• [PROBLEM REQUIREMENTS]:
The required output is every line from the one containing "Check that each instance of the red autumn" through the last line of the listing below, copied exactly, pictures excluded.
Content starts
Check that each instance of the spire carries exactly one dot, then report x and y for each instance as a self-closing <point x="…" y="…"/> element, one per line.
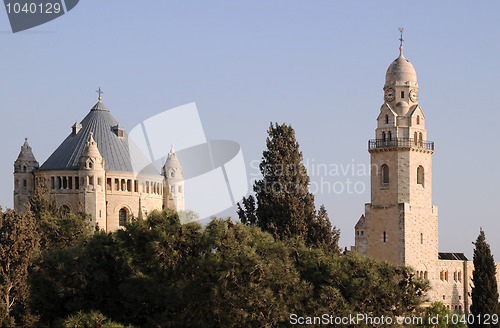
<point x="99" y="92"/>
<point x="400" y="29"/>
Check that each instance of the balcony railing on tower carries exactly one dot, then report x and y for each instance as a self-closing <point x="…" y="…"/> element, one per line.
<point x="400" y="143"/>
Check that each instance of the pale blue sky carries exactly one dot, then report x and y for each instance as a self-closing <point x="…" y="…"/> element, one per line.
<point x="318" y="65"/>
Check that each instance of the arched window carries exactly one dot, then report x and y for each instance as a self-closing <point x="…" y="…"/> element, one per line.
<point x="64" y="209"/>
<point x="122" y="217"/>
<point x="385" y="174"/>
<point x="420" y="175"/>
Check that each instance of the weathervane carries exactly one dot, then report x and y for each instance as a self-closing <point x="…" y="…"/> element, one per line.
<point x="400" y="29"/>
<point x="99" y="92"/>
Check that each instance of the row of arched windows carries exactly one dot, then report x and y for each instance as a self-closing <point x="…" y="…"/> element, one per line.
<point x="387" y="119"/>
<point x="385" y="175"/>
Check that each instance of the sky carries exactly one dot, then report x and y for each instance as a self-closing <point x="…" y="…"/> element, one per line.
<point x="317" y="65"/>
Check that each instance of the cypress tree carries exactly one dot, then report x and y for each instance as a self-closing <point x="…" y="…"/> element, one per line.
<point x="283" y="204"/>
<point x="485" y="290"/>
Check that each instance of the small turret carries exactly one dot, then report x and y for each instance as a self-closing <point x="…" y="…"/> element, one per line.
<point x="91" y="158"/>
<point x="24" y="180"/>
<point x="174" y="178"/>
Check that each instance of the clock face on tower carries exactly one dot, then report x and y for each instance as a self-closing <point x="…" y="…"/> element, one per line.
<point x="389" y="95"/>
<point x="413" y="95"/>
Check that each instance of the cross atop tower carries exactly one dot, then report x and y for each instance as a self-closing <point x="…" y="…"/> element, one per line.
<point x="99" y="92"/>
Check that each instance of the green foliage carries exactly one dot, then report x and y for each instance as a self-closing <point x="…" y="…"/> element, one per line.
<point x="18" y="240"/>
<point x="438" y="316"/>
<point x="159" y="273"/>
<point x="485" y="289"/>
<point x="92" y="319"/>
<point x="57" y="228"/>
<point x="283" y="204"/>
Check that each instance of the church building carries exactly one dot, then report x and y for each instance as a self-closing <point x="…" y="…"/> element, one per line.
<point x="93" y="170"/>
<point x="400" y="224"/>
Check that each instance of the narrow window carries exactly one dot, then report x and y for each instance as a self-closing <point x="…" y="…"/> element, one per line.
<point x="122" y="217"/>
<point x="420" y="175"/>
<point x="385" y="174"/>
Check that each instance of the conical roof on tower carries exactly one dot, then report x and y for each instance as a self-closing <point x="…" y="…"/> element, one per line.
<point x="119" y="152"/>
<point x="172" y="160"/>
<point x="91" y="149"/>
<point x="26" y="154"/>
<point x="400" y="71"/>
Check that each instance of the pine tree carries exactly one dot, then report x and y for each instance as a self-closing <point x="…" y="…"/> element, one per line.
<point x="283" y="204"/>
<point x="18" y="240"/>
<point x="485" y="290"/>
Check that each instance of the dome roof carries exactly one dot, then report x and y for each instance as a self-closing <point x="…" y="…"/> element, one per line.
<point x="120" y="154"/>
<point x="400" y="71"/>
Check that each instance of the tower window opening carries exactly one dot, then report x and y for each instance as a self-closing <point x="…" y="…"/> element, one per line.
<point x="385" y="174"/>
<point x="122" y="217"/>
<point x="420" y="175"/>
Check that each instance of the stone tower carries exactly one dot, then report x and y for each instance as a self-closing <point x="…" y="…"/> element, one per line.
<point x="92" y="176"/>
<point x="400" y="224"/>
<point x="174" y="183"/>
<point x="24" y="179"/>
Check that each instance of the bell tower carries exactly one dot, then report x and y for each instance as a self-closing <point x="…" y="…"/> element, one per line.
<point x="400" y="224"/>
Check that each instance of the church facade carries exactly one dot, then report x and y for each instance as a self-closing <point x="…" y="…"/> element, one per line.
<point x="400" y="224"/>
<point x="94" y="170"/>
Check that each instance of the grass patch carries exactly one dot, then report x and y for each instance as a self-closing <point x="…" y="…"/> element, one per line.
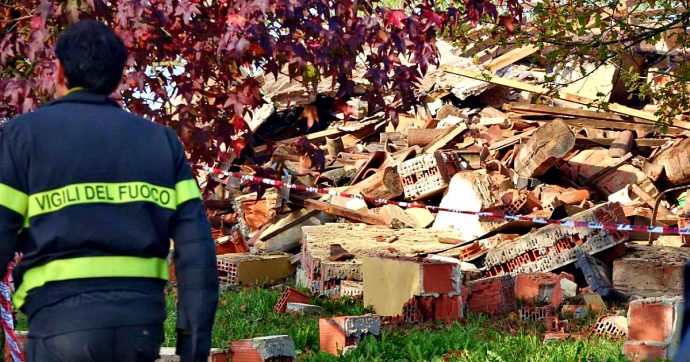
<point x="249" y="313"/>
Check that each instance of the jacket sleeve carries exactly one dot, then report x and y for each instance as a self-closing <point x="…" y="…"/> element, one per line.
<point x="195" y="264"/>
<point x="13" y="200"/>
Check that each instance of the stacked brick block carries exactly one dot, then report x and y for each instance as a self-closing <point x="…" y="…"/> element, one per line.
<point x="167" y="354"/>
<point x="542" y="288"/>
<point x="290" y="295"/>
<point x="413" y="290"/>
<point x="612" y="326"/>
<point x="264" y="349"/>
<point x="654" y="328"/>
<point x="429" y="174"/>
<point x="248" y="269"/>
<point x="492" y="295"/>
<point x="340" y="334"/>
<point x="324" y="277"/>
<point x="536" y="313"/>
<point x="554" y="246"/>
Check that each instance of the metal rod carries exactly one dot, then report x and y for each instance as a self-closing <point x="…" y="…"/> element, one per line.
<point x="656" y="206"/>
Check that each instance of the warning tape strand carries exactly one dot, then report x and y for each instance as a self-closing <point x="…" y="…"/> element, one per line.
<point x="665" y="230"/>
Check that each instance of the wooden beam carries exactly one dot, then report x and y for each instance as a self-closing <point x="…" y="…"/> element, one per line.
<point x="602" y="124"/>
<point x="448" y="136"/>
<point x="516" y="84"/>
<point x="352" y="215"/>
<point x="511" y="83"/>
<point x="560" y="111"/>
<point x="507" y="142"/>
<point x="510" y="57"/>
<point x="641" y="142"/>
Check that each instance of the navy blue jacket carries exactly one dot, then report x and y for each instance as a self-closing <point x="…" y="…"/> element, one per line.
<point x="91" y="195"/>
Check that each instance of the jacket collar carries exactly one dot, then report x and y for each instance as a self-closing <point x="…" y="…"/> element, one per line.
<point x="79" y="95"/>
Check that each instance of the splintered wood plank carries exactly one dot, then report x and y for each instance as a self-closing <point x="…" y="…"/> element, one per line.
<point x="352" y="215"/>
<point x="510" y="57"/>
<point x="444" y="139"/>
<point x="516" y="84"/>
<point x="598" y="123"/>
<point x="511" y="83"/>
<point x="640" y="142"/>
<point x="561" y="111"/>
<point x="548" y="144"/>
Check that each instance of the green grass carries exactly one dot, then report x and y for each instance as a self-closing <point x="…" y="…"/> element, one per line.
<point x="249" y="313"/>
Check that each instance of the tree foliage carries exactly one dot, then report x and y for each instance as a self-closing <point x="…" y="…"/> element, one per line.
<point x="193" y="63"/>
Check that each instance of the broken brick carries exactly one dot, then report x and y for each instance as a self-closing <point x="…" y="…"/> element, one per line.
<point x="612" y="326"/>
<point x="650" y="271"/>
<point x="168" y="354"/>
<point x="429" y="174"/>
<point x="554" y="246"/>
<point x="303" y="309"/>
<point x="540" y="288"/>
<point x="645" y="351"/>
<point x="339" y="334"/>
<point x="412" y="289"/>
<point x="536" y="313"/>
<point x="492" y="295"/>
<point x="654" y="326"/>
<point x="290" y="295"/>
<point x="250" y="269"/>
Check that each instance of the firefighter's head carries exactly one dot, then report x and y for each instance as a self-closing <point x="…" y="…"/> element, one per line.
<point x="90" y="56"/>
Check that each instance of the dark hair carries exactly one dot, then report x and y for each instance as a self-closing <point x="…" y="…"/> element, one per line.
<point x="92" y="56"/>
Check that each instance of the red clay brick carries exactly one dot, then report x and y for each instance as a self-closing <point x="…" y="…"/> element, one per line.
<point x="637" y="352"/>
<point x="290" y="295"/>
<point x="533" y="287"/>
<point x="492" y="295"/>
<point x="271" y="348"/>
<point x="338" y="333"/>
<point x="651" y="321"/>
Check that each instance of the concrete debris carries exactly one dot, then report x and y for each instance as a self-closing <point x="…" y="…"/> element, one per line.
<point x="650" y="271"/>
<point x="470" y="191"/>
<point x="549" y="144"/>
<point x="324" y="276"/>
<point x="542" y="158"/>
<point x="598" y="277"/>
<point x="492" y="295"/>
<point x="612" y="326"/>
<point x="654" y="328"/>
<point x="250" y="269"/>
<point x="413" y="290"/>
<point x="270" y="348"/>
<point x="541" y="288"/>
<point x="337" y="335"/>
<point x="303" y="309"/>
<point x="429" y="174"/>
<point x="168" y="354"/>
<point x="291" y="295"/>
<point x="555" y="246"/>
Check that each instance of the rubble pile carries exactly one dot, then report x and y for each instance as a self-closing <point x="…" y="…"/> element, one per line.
<point x="556" y="168"/>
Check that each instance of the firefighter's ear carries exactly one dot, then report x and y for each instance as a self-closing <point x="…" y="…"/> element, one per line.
<point x="60" y="80"/>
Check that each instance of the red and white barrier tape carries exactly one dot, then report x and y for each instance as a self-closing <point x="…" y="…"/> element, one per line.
<point x="666" y="230"/>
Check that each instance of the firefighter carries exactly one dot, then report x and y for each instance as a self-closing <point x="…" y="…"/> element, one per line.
<point x="91" y="196"/>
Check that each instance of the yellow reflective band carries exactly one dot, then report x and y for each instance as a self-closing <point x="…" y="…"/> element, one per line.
<point x="75" y="89"/>
<point x="187" y="190"/>
<point x="13" y="199"/>
<point x="105" y="193"/>
<point x="90" y="267"/>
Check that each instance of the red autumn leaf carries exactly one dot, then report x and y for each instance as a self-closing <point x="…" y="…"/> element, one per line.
<point x="236" y="20"/>
<point x="395" y="18"/>
<point x="507" y="22"/>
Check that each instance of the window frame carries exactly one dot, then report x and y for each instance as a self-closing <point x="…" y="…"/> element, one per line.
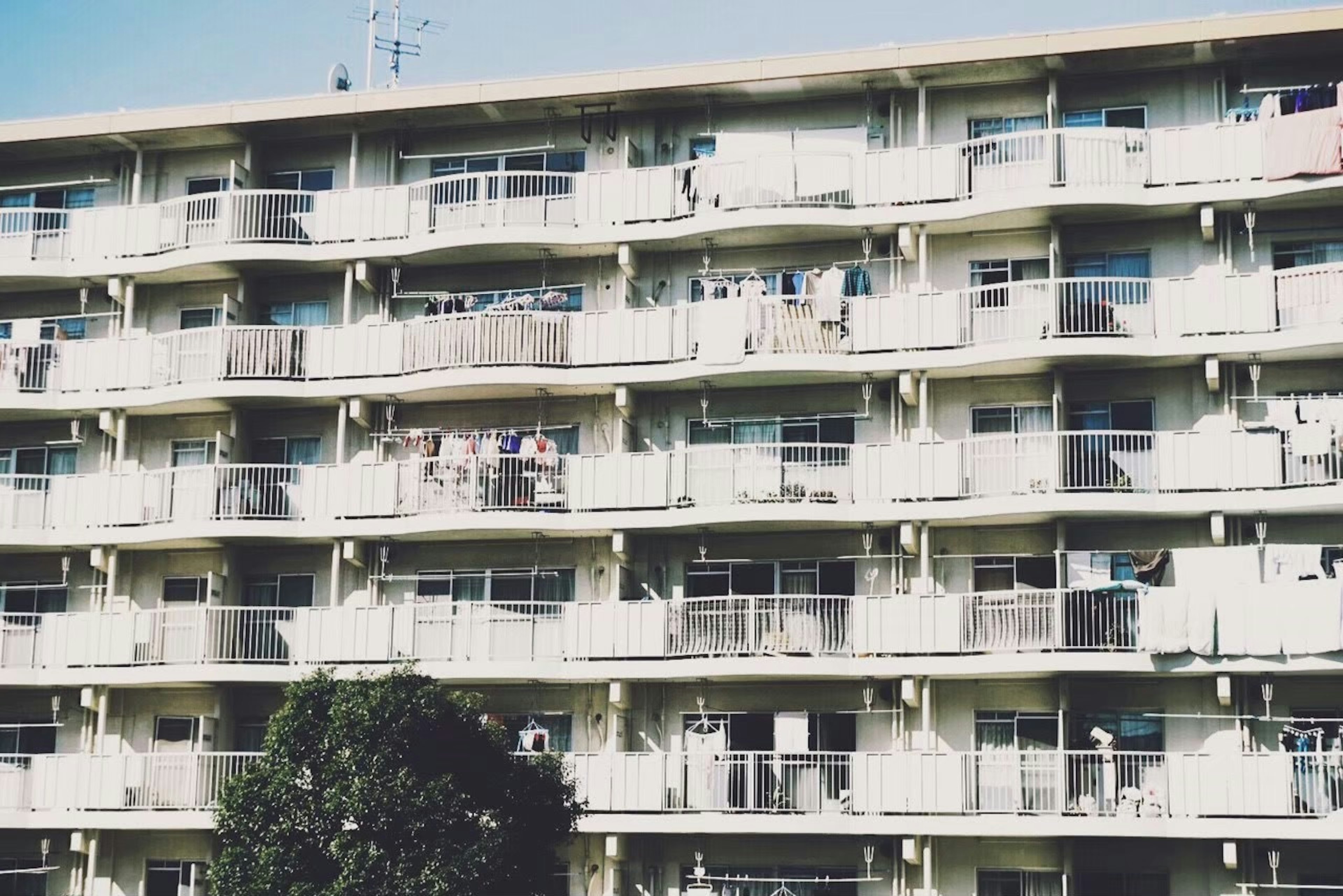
Content ends
• [ANSWER TO THE PROBLEM]:
Check that each instance of the red autumn leaf carries exactly one dot, then report x and y for each instance as a self-closing <point x="…" y="…"/> element, one per line.
<point x="236" y="20"/>
<point x="395" y="18"/>
<point x="507" y="22"/>
Check that each instance of the window frame carries exactly one dot, then report x and y for each instance as a self-closing <point x="…" y="…"/> element, one per line.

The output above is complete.